* What you need to do *
Every line of the data is to be retyped exactly.

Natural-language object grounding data
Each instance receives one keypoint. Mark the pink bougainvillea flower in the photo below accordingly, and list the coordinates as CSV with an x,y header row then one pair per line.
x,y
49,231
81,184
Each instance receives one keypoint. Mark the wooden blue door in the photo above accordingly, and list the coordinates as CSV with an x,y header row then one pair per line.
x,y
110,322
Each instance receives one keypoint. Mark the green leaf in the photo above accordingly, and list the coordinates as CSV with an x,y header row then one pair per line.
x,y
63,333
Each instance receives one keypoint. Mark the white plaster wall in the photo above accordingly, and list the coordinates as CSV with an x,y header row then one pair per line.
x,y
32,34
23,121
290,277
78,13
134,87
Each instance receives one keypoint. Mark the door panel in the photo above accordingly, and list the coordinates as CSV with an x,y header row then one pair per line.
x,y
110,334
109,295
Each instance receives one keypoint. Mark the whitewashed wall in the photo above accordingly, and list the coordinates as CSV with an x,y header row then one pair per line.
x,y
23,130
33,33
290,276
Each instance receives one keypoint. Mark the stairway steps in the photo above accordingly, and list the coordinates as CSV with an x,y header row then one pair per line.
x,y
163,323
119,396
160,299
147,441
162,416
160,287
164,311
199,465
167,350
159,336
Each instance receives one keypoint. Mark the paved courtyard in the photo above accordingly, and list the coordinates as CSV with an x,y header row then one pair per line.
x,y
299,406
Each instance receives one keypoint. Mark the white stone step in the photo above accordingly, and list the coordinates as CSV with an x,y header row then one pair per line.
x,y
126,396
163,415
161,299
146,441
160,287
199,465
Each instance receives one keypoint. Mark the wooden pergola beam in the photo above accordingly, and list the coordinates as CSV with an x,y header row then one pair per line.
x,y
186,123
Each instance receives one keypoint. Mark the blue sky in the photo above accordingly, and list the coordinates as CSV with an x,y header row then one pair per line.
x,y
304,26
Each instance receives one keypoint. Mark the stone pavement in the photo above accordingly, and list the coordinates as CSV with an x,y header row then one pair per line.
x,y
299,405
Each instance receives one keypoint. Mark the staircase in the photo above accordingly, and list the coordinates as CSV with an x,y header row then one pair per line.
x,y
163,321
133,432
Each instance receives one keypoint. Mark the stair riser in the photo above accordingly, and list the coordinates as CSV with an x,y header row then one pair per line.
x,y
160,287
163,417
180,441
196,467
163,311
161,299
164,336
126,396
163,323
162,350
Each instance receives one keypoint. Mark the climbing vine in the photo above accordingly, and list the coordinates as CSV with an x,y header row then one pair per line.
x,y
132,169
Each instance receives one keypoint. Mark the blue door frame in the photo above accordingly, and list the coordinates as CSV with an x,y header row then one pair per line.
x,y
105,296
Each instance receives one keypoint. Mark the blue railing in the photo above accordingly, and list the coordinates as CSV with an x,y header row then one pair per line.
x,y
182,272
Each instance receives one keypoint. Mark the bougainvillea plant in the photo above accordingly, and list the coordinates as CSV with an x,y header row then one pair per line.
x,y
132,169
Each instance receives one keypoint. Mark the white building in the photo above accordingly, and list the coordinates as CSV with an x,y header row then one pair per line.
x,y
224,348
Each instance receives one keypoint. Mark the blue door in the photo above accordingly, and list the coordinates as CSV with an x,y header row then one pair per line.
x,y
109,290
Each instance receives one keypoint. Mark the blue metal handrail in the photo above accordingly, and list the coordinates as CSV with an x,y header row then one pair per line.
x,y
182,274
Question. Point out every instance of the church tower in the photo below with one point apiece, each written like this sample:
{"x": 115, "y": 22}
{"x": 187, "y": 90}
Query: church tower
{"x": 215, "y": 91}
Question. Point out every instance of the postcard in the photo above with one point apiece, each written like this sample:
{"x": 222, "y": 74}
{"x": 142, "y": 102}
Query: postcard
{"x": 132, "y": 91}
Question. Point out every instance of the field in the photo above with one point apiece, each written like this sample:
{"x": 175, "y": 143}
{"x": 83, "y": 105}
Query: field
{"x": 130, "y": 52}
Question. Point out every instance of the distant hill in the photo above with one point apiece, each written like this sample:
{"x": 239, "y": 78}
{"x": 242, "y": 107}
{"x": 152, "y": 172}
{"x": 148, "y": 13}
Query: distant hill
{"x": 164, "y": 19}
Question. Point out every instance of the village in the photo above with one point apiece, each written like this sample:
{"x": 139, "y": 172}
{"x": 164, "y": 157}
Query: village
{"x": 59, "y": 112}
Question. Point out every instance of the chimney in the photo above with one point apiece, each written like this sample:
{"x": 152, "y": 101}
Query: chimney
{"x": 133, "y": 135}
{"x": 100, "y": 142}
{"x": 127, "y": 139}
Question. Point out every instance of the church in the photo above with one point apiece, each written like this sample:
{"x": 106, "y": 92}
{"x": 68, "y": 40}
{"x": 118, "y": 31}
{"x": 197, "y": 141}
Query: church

* Answer area *
Each instance receives one keypoint. Mark the pink bougainvillea flower in the photo below accordingly, and list the coordinates as CSV with an x,y header row then one pair per line.
x,y
49,231
81,184
Each instance receives one keypoint. Mark the wooden blue door in the photo above accordingly, and list the coordinates as CSV with an x,y header row then one pair per line.
x,y
110,322
Each instance receives one keypoint. Mark the green leaf in the photo above accordingly, and list the coordinates as CSV with an x,y header row then one pair per line.
x,y
63,333
Each instance receives one keypoint. Mark the white plaster wall in the photo above accordingly, and list the coordinates as CSV with an x,y header row then one pair per line.
x,y
32,34
23,121
290,277
78,13
134,87
Each instance receives one keypoint. Mark the door panel in the photo above accordingly, and list the coordinates as CSV with an x,y header row then one pair per line.
x,y
110,334
109,295
Each instance receives one keypoint. Mark the whitewashed wall in the photo above accordingly, and list the coordinates as CSV with an x,y header row then one pair per line.
x,y
23,130
33,33
290,276
Each instance receives one keypoint. Mark the stairway steps in the photo above accordingly, and list the coordinates as CSV with an x,y header row then one pair per line.
x,y
163,323
119,396
160,299
147,441
162,416
160,287
164,311
199,465
167,350
159,336
Each instance receives one keypoint. Mark the paved courtyard in the photo above accordingly, and list the coordinates as CSV with an x,y header row then one pair per line.
x,y
299,406
Each instance receives one keypoint. Mark the white stone step in the photo above accordingly, and list the coordinates as CSV with an x,y header row then one pair per line.
x,y
126,396
163,415
161,299
146,441
160,287
199,465
Each instance receives one keypoint. Mark the wooden pergola beam in the photo above accordingly, and list the coordinates as CSV with an x,y header row then one pair per line.
x,y
186,123
Each instance receives one keypoint. Mark the blue sky in the photo above accordingly, and list the coordinates as CSV with an x,y header row then one pair per line.
x,y
304,26
Each instance receives one keypoint. Mark the stone pavement in the photo above accordingly, and list the coordinates as CSV with an x,y header row then one pair per line.
x,y
299,405
Each instance receives one keypoint. Mark the staircase in the photo above accordingly, and list the coordinates as CSV with an x,y header row then one pair per line.
x,y
163,321
133,432
Each instance receives one keypoint. Mark the stair riser in the photo above accordingly, and list the coordinates as CSV with an x,y header row then one pair per line.
x,y
160,287
163,417
180,441
196,467
163,311
161,299
164,336
126,396
163,323
162,350
Each instance receives one keypoint. Mark the climbing vine in the photo above accordingly, and list the coordinates as CSV with an x,y header row then one pair per line.
x,y
132,169
Each instance receives one keypoint. Mark the blue door frame in the photo above accordingly, and list the coordinates as CSV with an x,y header row then one pair per line.
x,y
105,296
Each instance receives one keypoint. Mark the blue railing in the photo above accordingly, and list the coordinates as CSV with an x,y header row then one pair per line.
x,y
182,272
Each instance receives one keypoint. Mark the bougainvillea plant in the photo above accordingly, and list the coordinates as CSV with an x,y header row then one pair per line.
x,y
132,169
Each instance receives one keypoint. Mark the white building in the photo above accordingly, and list the coordinates as CSV with an x,y header row then one pair per line.
x,y
224,348
Each instance receives one keypoint. Mark the blue door in the photo above accordingly, and list the coordinates as CSV with an x,y header row then one pair per line.
x,y
109,290
Each instance receives one keypoint. Mark the blue metal handrail in the photo above accordingly, and list the coordinates as CSV with an x,y header row then one pair per line.
x,y
182,274
Question. Point out every instance of the church tower in the photo below with one point apiece, each written like this sample:
{"x": 115, "y": 22}
{"x": 187, "y": 90}
Query: church tower
{"x": 215, "y": 91}
Question. Point out every instance of the postcard in the photo above with one point apiece, each written like this sample:
{"x": 222, "y": 74}
{"x": 142, "y": 102}
Query: postcard
{"x": 132, "y": 91}
Question. Point out every instance of the field in the photo above with one point apiece, each written like this sample:
{"x": 175, "y": 143}
{"x": 83, "y": 105}
Query: field
{"x": 130, "y": 52}
Question. Point out every instance of the distant hill in the photo above with one point apiece, each written like this sample:
{"x": 239, "y": 78}
{"x": 242, "y": 107}
{"x": 152, "y": 172}
{"x": 148, "y": 13}
Query: distant hill
{"x": 164, "y": 19}
Question. Point out every instance of the village in the photo above with one point apiece, each written like this sample:
{"x": 139, "y": 172}
{"x": 164, "y": 157}
Query: village
{"x": 59, "y": 112}
Question. Point out every instance of the chimney in the photo above with one point apiece, each written like this sample:
{"x": 152, "y": 101}
Query: chimney
{"x": 133, "y": 135}
{"x": 100, "y": 142}
{"x": 127, "y": 139}
Question. Point out every instance of the church in the photo above with one point apiece, each written like this sample:
{"x": 106, "y": 92}
{"x": 68, "y": 40}
{"x": 118, "y": 31}
{"x": 197, "y": 141}
Query: church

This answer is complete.